--- Source extract ---

Assay of hydrogen peroxide challenge
Assay of hydrogen peroxide challenge was carried out as described previously [23]. Cells grown in LB medium to mid-log-phase stage were distributed into 50 ml Erlenmeyer flasks (5 ml each), and hydrogen peroxide was added at concentrations from 0.1 mM to 10 mM. After 20 min of incubation with shaking at 30°C, treatment was stopped by addition of catalase (Roche Molecular Biochemicals) at 400 U/ml and chilling. Samples were diluted in cold 10-2 MgSO4 containing 400 U/ml catalase, followed by plating on LB plates for viable count. Colonies were counted after two days of incubation at 30°C.
Assay for whole-cell electron paramagnetic resonance (EPR) spectroscopy
The procedure for EPR assay was adapted from the description of Keyer and Imlay [41]. After 24 h growth, with shaking in 50-ml LB liquid at 30°C, the optical density (OD600 nm) of the culture was measured. Cells were spun down at room temperature and suspended in fresh 50 ml LB liquid containing 20 mM desferrioxamine (DFO) (Sigma). After incubation with shaking for 20 min at 30°C, cells were spun down, washed with cold 20 mM Tris (pH = 7.4), resuspended in 20 mM Tris (pH = 7.4) containing 10% glycerol to reach the same cell density according to OD600 nm value measured, frozen in 3-mm quartz EPR tubes (Wilmad) on dry ice, and stored at -80°C until EPR measurement was performed. The EPR spectra were recorded using Bruker X-band spectrometer equipped with a Varian TE102 and a Varian temperature controller. Samples were maintained at -125°C during the recording of signal.

--- Provided material ---

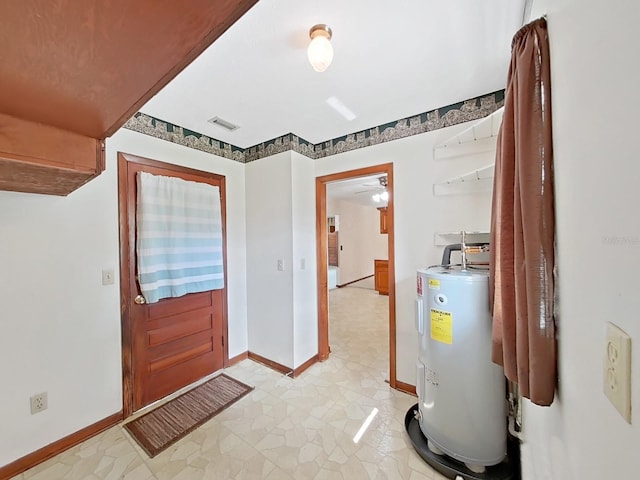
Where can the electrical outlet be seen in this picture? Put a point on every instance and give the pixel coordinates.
(107, 276)
(39, 402)
(617, 370)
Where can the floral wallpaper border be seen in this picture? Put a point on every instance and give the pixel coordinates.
(465, 111)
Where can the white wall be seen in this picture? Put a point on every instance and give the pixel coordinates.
(305, 295)
(360, 239)
(418, 215)
(60, 326)
(269, 239)
(282, 305)
(595, 97)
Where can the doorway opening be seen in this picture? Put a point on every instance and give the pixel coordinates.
(322, 230)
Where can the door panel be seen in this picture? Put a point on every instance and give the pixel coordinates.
(176, 341)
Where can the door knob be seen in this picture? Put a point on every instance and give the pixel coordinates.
(140, 300)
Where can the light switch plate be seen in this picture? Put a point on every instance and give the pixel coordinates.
(617, 370)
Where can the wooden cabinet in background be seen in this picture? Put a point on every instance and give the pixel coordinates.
(381, 276)
(332, 251)
(383, 219)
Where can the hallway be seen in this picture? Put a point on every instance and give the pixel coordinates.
(300, 428)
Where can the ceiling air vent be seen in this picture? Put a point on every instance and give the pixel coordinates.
(223, 123)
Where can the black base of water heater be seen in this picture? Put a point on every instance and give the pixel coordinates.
(509, 469)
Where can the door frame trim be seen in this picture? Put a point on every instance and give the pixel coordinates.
(126, 214)
(322, 260)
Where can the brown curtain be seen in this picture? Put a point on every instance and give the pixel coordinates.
(522, 223)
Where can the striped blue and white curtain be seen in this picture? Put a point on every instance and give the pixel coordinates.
(179, 237)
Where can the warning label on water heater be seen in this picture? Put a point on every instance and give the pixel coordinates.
(441, 326)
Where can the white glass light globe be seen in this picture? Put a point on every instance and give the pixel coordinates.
(320, 53)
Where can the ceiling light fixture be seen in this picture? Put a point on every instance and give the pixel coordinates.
(320, 51)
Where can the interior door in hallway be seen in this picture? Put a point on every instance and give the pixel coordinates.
(176, 341)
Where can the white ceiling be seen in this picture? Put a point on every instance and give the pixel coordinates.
(357, 190)
(392, 60)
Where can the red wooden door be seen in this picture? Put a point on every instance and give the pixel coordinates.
(172, 343)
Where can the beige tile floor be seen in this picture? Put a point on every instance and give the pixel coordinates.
(300, 428)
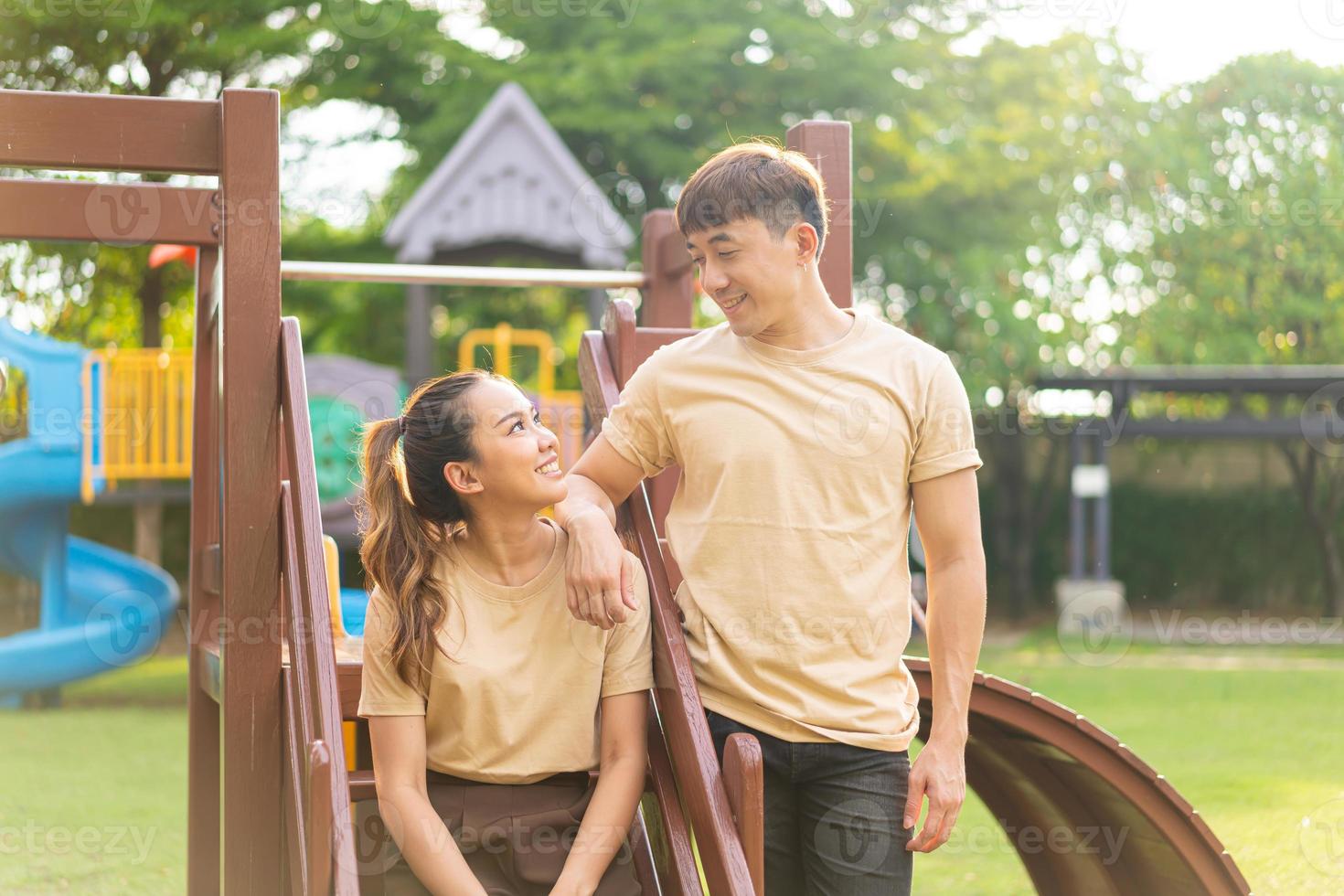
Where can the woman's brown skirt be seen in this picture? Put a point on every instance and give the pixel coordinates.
(514, 837)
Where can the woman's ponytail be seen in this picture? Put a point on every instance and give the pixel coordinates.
(408, 511)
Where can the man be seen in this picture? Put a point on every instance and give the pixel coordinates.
(803, 432)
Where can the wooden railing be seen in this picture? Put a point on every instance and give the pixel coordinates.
(726, 809)
(317, 835)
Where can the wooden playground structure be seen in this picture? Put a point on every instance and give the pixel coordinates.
(273, 805)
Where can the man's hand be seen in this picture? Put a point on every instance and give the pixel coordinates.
(940, 773)
(598, 572)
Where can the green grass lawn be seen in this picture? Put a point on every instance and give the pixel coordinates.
(94, 795)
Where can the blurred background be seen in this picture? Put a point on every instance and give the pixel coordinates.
(1052, 191)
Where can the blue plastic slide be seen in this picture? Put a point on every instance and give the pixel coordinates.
(101, 609)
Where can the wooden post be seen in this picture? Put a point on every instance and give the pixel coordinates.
(251, 688)
(202, 595)
(667, 263)
(420, 338)
(829, 146)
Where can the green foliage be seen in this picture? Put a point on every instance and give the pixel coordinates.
(1243, 180)
(1171, 549)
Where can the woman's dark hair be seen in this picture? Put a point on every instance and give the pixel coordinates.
(408, 511)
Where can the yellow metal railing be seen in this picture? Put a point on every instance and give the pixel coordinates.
(139, 414)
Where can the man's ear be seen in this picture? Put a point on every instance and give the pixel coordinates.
(461, 478)
(806, 240)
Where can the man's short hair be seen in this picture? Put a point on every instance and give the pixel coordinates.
(778, 187)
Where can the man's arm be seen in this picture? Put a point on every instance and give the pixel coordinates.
(598, 575)
(948, 517)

---

_How to complete this task:_ Translate this sentence from the lab methods passage into Spanish: "Colonies were counted after two days of incubation at 30°C."

_Exercise solution:_ Las colonias se contaron después de dos días de incubación a 30 °C.